Extrait choisi:
^^^^

L'épisode est connu. Alors qu'il désespère de sa vocation, Fernando Pessoa est saisi d'une véritable révélation qu'il décrit lui-même dans une lettre à l'un de ses amis. « Un jour où j'avais finalement renoncé – c ‘était le 8 mars 1914 – je m'approchai d'une haute commode et, prenant une feuille de papier, je me mis à écrire debout, comme je le fait chaque fois que le je peux. Et j'ai écrit trente et quelques poèmes d'affilée, dans une sorte d'extase dont je ne saurais définir la nature. Ce fut le jour triomphal de ma vie et je ne pourrais en connaître d'autres comme celui-là. Je débutai par un titre « le gardeur de troupeaux » . Et, ce qui suivit, ce fut l'apparition en moi de quelqu'un, à qui j'ai tout de suite donné le nom d'Alberto Caeiro . Excusez l'absurdité de la phrase : mon maître avait surgi en moi ».
Alberto Caeiro est donc le premier hétéronyme « sous la dictée » duquel Pessoa entreprend de bâtir son oeuvre poétique. Cet hétéronyme sera suivi d'autres comme Alvaros de Campos, disciple fictif de Caeiro, Ricardo Reis et Bernardo Soares l'auteur du célèbre « Livre de l'intranquilité ». Tous ces auteurs surgis des tréfonds de Pessoa ont leur personnalité propre, leur biographie et leur style.

Je viens de terminer le volume reprenant « le Gardeur de troupeaux » suivi d'autres poésies d'Alvaro de Campos publié dans la belle collection Poésie /Gallimard.

Ce recueil est insolite car il révèle une sorte d'antithèse de Pessoa, lui-même profondément mystique, adepte de la kabbale et réceptif aux croyances des Rose-Croix qui prophétisaient la chute du Vatican et l'avènement du Règne de l'Esprit Saint.

^^^^

Données extraites:
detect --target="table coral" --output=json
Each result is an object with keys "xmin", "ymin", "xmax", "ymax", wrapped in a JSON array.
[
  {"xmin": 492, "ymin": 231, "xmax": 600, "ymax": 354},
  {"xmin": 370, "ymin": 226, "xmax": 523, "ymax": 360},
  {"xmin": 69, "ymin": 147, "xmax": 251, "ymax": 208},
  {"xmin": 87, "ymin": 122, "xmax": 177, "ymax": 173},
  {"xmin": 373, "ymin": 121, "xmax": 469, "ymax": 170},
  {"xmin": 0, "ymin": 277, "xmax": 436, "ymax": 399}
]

^^^^

But visé A: Recopiez mot pour mot le passage du texte sur Pessoa qui va de « Alberto Caeiro est » jusqu'à « et leur style. ».
But visé B: Reprenez le texte sur Pessoa et ses hétéronymes à la suite de sa dernière phrase, et poursuivez-le.

Résultat obtenu A:
Alberto Caeiro est donc le premier hétéronyme « sous la dictée » duquel Pessoa entreprend de bâtir son oeuvre poétique. Cet hétéronyme sera suivi d'autres comme Alvaros de Campos, disciple fictif de Caeiro, Ricardo Reis et Bernardo Soares l'auteur du célèbre « Livre de l'intranquilité ». Tous ces auteurs surgis des tréfonds de Pessoa ont leur personnalité propre, leur biographie et leur style.

Résultat obtenu B:
Au contraire, la poésie d'Alberto Caeiro , sinon matérialiste exprime du moins un profond paganisme : Comme l'a exprimé R. Bréchon, le poète ne refuse pas la nature divine de l'univers ou de l'homme : dans une mystique du corps et de la matière, il n'y a plus de Dieu caché ; c'est le réel lui-même dans son être là qui est divin.
« Si l'on veut que j'aie un mysticisme, c'est bien, je l'ai.
Je suis mystique mais seulement avec le corps.
Mon âme est simple et ne pense pas ».
Cette mystique du corps n'exclut pas une forme d'émerveillement, d'étonnement naïf :
« L'effarante réalité des choses
est ma découverte de tous les jours.
Chaque chose est ce qu'elle est
et il est difficile d'expliquer combien cela me réjouit
et combien cela me suffit.
Il suffit d'exister pour être complet ».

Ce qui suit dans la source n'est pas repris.